— Задание к выполнению —
Какой театр создал и возглавляет как художественный руководитель Николай Парасич, согласно интервью с ним?

— Фрагмент страницы —
——————
Культура

Николай Парасич. Интервью в дачном интерьере

8 декабря 2015 года в 16:10
Смоляне хорошо знают заслуженного артиста Российской Федерации Николая ПАРАСИЧА – как создателя и художественного руководителя Смоленского камерного театра, как блистательного актёра. Однако корреспонденту нашей газеты Николай Петрович открылся с неожиданной стороны – как дачник, как убеждённый любитель природы и загородного образа жизни.

– Николай Петрович, а почему – дача? Ведь есть такие профессии, которые не подразумевают обилия свободного времени и требуют постоянной включённости в работу. Скажем, у подавляющего большинства журналистов нет дач и огородов. Профессия поглощает всё время, разум и душу. Как вы нашли себе такую отдушину и не отвлекает ли она от обязанностей художественного руководителя театра?
——————
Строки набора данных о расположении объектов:

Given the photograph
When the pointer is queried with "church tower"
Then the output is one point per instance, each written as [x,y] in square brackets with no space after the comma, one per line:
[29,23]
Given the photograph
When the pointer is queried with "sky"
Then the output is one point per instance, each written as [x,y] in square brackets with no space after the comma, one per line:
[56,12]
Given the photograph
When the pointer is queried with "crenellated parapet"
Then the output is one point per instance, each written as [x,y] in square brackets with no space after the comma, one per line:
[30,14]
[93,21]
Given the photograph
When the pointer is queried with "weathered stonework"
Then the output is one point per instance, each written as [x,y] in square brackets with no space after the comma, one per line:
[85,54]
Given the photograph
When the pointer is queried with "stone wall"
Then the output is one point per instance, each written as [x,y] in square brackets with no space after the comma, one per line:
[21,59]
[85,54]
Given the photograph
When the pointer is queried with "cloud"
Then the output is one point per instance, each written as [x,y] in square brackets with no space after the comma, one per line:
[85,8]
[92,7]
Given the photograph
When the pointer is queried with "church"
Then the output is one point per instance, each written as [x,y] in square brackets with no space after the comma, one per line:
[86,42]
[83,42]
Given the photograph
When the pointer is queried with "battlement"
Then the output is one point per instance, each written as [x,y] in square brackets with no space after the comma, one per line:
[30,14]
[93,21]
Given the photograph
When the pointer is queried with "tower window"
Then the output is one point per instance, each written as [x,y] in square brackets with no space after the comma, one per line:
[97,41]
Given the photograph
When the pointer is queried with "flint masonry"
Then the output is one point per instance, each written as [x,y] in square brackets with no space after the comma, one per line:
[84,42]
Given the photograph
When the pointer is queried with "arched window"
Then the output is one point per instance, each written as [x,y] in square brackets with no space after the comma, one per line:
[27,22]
——————
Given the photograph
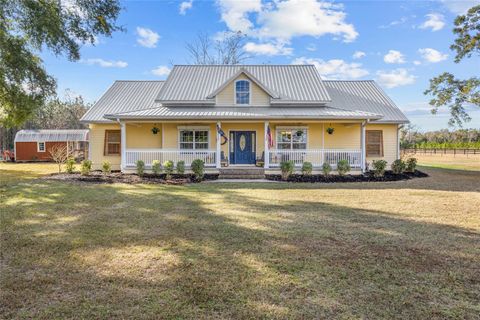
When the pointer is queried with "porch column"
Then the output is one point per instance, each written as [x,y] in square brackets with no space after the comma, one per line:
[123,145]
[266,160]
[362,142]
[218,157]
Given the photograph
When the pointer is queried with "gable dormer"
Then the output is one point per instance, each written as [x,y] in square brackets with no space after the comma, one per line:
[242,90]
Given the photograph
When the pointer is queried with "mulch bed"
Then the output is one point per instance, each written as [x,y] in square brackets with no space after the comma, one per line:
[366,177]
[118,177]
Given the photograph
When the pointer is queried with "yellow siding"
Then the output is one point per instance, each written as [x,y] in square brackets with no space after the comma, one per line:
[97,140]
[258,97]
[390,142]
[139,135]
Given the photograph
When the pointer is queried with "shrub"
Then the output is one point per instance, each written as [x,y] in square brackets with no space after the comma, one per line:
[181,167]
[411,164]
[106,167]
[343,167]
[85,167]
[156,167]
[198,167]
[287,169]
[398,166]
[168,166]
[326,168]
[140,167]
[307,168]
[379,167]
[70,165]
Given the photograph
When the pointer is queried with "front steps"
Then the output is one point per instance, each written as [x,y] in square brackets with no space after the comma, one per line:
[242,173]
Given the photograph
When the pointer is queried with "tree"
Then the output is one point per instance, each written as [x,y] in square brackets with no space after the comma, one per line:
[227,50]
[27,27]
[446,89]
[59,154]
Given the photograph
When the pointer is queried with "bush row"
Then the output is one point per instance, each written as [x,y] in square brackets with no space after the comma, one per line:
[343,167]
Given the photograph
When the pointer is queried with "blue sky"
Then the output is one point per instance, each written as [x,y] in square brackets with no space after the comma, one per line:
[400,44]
——————
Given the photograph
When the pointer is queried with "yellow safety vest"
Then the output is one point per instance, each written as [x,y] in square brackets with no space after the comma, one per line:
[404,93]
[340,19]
——————
— Ответ на задание —
Смоленский камерный театр.